▸ Assignment A
Translate this sentence from the article on rising generic-drug prices into Spanish: "They usually cost between 30 and 80 percent less than the original medicines."
▸ Assignment B
In the article on rising generic-drug prices, which Senate committee's members met Thursday to look into the trend?
▸ Assignment C
Continue the article on rising generic-drug prices from its last sentence.

▸ Text excerpt

Generic-drug costs rise sharply


Associated Press

WASHINGTON

Some low-cost generic drugs that have helped restrain health care costs for decades are seeing unexpected price spikes of up to 8,000 percent, prompting a backlash from patients, pharmacists and now Washington lawmakers.

Members of the Senate Aging committee met Thursday to scrutinize the recent, unexpected trend among generic medicines, which are copies of branded drugs that have lost patent protection. They usually cost between 30 and 80 percent less than the original medicines.

Experts point to multiple, often unrelated, forces behind the price hikes, including drug ingredient shortages, industry consolidation and production slowdowns due to manufacturing problems. But lawmakers convening Thursday’s hearing, led by Vermont Senator Bernie Sanders, say the federal government needs to do more to bring down prices.

“These companies have seen the opportunity to make a whole lot of money and are seizing that opportunity,” said Sanders, who is chairman of the Senate Subcommittee on Primary Health and Aging.

▸ Records supplied

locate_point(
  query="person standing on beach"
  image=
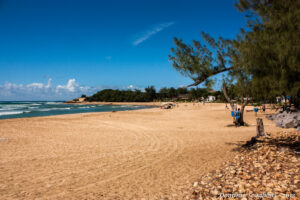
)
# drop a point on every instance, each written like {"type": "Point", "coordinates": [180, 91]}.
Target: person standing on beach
{"type": "Point", "coordinates": [255, 111]}
{"type": "Point", "coordinates": [237, 117]}
{"type": "Point", "coordinates": [264, 108]}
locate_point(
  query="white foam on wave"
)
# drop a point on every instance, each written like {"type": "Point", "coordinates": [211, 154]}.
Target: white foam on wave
{"type": "Point", "coordinates": [53, 103]}
{"type": "Point", "coordinates": [84, 107]}
{"type": "Point", "coordinates": [11, 113]}
{"type": "Point", "coordinates": [49, 109]}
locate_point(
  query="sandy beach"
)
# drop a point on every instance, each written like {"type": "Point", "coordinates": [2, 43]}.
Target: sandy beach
{"type": "Point", "coordinates": [150, 153]}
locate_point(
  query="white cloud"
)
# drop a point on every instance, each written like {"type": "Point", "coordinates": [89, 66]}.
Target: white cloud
{"type": "Point", "coordinates": [40, 91]}
{"type": "Point", "coordinates": [71, 86]}
{"type": "Point", "coordinates": [147, 34]}
{"type": "Point", "coordinates": [48, 92]}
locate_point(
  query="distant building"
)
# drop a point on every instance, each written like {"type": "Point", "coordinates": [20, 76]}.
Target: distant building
{"type": "Point", "coordinates": [183, 97]}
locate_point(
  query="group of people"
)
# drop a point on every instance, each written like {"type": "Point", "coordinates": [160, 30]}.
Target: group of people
{"type": "Point", "coordinates": [236, 115]}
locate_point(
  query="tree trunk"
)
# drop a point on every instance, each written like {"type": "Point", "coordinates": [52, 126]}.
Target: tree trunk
{"type": "Point", "coordinates": [227, 97]}
{"type": "Point", "coordinates": [243, 105]}
{"type": "Point", "coordinates": [260, 131]}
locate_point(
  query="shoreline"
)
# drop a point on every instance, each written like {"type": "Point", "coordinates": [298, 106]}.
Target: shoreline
{"type": "Point", "coordinates": [106, 155]}
{"type": "Point", "coordinates": [116, 103]}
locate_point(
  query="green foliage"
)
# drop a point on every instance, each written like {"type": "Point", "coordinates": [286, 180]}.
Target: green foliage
{"type": "Point", "coordinates": [201, 61]}
{"type": "Point", "coordinates": [270, 50]}
{"type": "Point", "coordinates": [150, 94]}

▸ Task answer A
Por lo general cuestan entre un 30 y un 80 por ciento menos que los medicamentos originales.

▸ Task answer B
The Senate Aging committee.

▸ Task answer C
Sanders is a political independent who usually votes with the liberal wing of the Democratic party.

One strategy Sanders favors: requiring makers of generic drugs to pay rebates to the federal Medicare and Medicaid drugs plan when the prices of their medications outpace inflation. Those payments are already mandatory for branded drugs but have never applied to generics.

The lower prices of generic drugs make them the first choice for both patients and insurers: Generic drugs account for roughly 85 percent of all medicines dispensed in the U.S., according to IMS Health. Typically, generic-drug prices fall as more companies begin offering competing versions of the same drug.

But recent examples suggest the market forces that have kept generic prices low are not working properly.